* begin Dataset rows *

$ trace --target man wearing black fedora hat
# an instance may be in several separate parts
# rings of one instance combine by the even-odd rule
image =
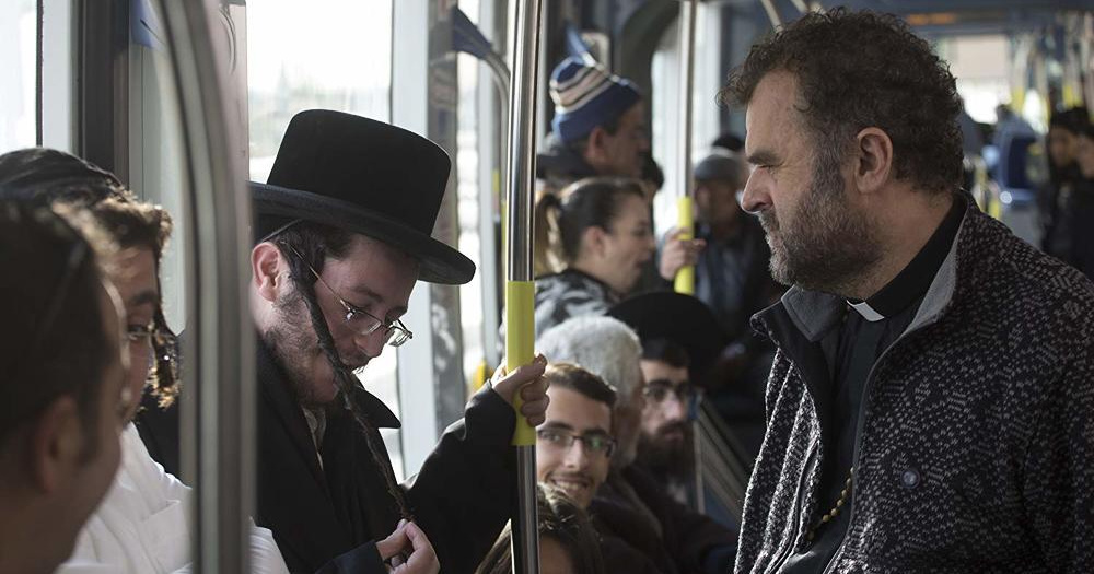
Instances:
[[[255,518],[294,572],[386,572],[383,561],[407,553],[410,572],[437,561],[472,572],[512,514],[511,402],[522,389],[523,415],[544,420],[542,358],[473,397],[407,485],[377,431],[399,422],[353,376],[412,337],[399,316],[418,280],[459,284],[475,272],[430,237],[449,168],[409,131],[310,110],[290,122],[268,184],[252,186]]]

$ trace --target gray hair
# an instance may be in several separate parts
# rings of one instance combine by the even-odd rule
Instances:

* end Dataset rows *

Goal of the exercise: Can you turn every line of the records above into a numbered list, skipping the blank lines and leaving out the pictures?

Answer:
1. $ trace --target man wearing black fedora hat
2. # an instance may be in several separate parts
3. # rings of one instance combine by the even-odd rule
4. image =
5. Instances:
6. [[[255,518],[294,572],[386,572],[383,561],[407,553],[410,572],[437,561],[472,572],[512,514],[511,402],[522,389],[523,415],[544,420],[542,358],[473,397],[407,485],[377,431],[399,422],[353,376],[412,337],[399,316],[418,280],[459,284],[475,272],[430,237],[449,168],[409,131],[310,110],[290,122],[268,184],[252,186]]]
7. $ trace --target gray hair
8. # an instance may be in several separate parts
9. # rings of one instance combine by the even-odd rule
10. Instances:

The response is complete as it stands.